PERINTAH 1
Baris data mana saja yang memuat kata "baseboard"? Temukan dan salin setiap baris tersebut, dengan memperhatikan perbedaan huruf besar dan kecil.

Secara umum, prinsip-prinsip
tanggung jawab dalam hukum dapat dibedakan sebagai berikut: (1) kesalahan
(liability based on fault), (2) praduga selalu bertanggung jawab (presumption
of liability), (3) praduga selalu tidak bertanggung jawab (presumption of
nonliability), (4) tanggung jawab mutlak (strict liability), dan (5) pembatasan
tanggung jawab (limitation of liability). Sama seperti penjelasan tentang
kedudukan konsumen, dalam kaitan ini juga dibahas tentang masalah pembagian
beban pembuktian.
Prinsip tanggung jawab berdasarkan
unsur kesalahan (fault liability atau liability based on fault) adalah prinsip
yang cukup umum berlaku dalam hukum pidana dan perdata. Dalam Kitab
Undang-Undang Hukum Perdata, khususnya Pasal 1365, 1366, dan 1367, prinsip ini
dipegang secara teguh.
Prinsip ini menyatakan, seseorang
baru dapat dimintakan pertanggung jawabannya secara hukum jika ada unsur
kesalahan yang dilakukannya.
Kitab Undang-Undang Hukum Perdata,
yang lazim dikenal sebagai pasal tentang perbuatan melawan hukum, mengharuskan
terpenuhinya empat unsur pokok, yaitu:
1.
adanya perbuatan;
2.
adanya unsur kesalahan;
3.
adanya kerugian yang diderita;
4.
adanya hubungan kausalitas antara
kesalahan dan kerugian.
Kesalahan adalah unsur
yang bertentangan dengan hukum. Pengertian “hukum”, tidak hanya bertentangan
dengan undang-undang, tetapi juga kepatutan dan kesusilaan dalam masyarakat.

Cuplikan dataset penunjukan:
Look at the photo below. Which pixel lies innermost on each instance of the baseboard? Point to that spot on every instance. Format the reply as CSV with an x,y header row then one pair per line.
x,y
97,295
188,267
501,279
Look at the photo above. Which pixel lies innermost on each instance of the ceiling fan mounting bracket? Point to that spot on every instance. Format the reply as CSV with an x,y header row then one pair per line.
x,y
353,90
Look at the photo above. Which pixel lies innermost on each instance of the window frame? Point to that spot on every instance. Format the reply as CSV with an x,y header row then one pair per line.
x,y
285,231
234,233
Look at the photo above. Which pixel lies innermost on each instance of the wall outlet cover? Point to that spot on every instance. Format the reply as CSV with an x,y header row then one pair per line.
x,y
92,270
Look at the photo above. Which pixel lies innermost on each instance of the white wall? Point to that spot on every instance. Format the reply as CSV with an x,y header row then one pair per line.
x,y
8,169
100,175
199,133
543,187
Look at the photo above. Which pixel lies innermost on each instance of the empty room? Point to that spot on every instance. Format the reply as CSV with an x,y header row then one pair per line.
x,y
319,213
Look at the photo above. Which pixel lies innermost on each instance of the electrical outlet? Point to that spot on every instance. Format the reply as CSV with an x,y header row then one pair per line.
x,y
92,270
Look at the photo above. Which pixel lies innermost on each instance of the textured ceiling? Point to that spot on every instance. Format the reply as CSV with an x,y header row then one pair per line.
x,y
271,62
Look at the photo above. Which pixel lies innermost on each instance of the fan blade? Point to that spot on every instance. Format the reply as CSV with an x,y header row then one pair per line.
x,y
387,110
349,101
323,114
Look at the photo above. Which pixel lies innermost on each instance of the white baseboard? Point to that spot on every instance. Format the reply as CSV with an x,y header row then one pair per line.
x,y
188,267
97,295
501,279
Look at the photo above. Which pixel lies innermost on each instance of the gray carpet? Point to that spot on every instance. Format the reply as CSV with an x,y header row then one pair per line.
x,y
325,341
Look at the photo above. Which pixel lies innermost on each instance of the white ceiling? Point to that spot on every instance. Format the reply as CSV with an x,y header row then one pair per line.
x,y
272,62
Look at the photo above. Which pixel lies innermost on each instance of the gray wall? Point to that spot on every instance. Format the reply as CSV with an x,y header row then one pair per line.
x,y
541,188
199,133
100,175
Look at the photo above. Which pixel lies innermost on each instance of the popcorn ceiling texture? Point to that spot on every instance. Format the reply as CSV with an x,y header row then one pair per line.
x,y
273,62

PERINTAH 2
Bisakah Anda merangkum teks tentang prinsip tanggung jawab hukum di atas dalam tiga kalimat?

JAWABAN 1
Look at the photo below. Which pixel lies innermost on each instance of the baseboard? Point to that spot on every instance. Format the reply as CSV with an x,y header row then one pair per line.
Look at the photo above. Which pixel lies innermost on each instance of the white baseboard? Point to that spot on every instance. Format the reply as CSV with an x,y header row then one pair per line.

JAWABAN 2
Teks ini membedakan lima prinsip tanggung jawab dalam hukum: kesalahan, praduga selalu bertanggung jawab, praduga selalu tidak bertanggung jawab, tanggung jawab mutlak, dan pembatasan tanggung jawab. Prinsip berdasarkan kesalahan berlaku umum dalam hukum pidana dan perdata serta dipegang teguh dalam Pasal 1365, 1366, dan 1367 Kitab Undang-Undang Hukum Perdata. Menurut prinsip ini, seseorang baru dapat dimintai pertanggungjawaban secara hukum jika ada unsur kesalahan, dan pasal tentang perbuatan melawan hukum mensyaratkan empat unsur: perbuatan, kesalahan, kerugian yang diderita, dan hubungan kausalitas antara kesalahan dan kerugian.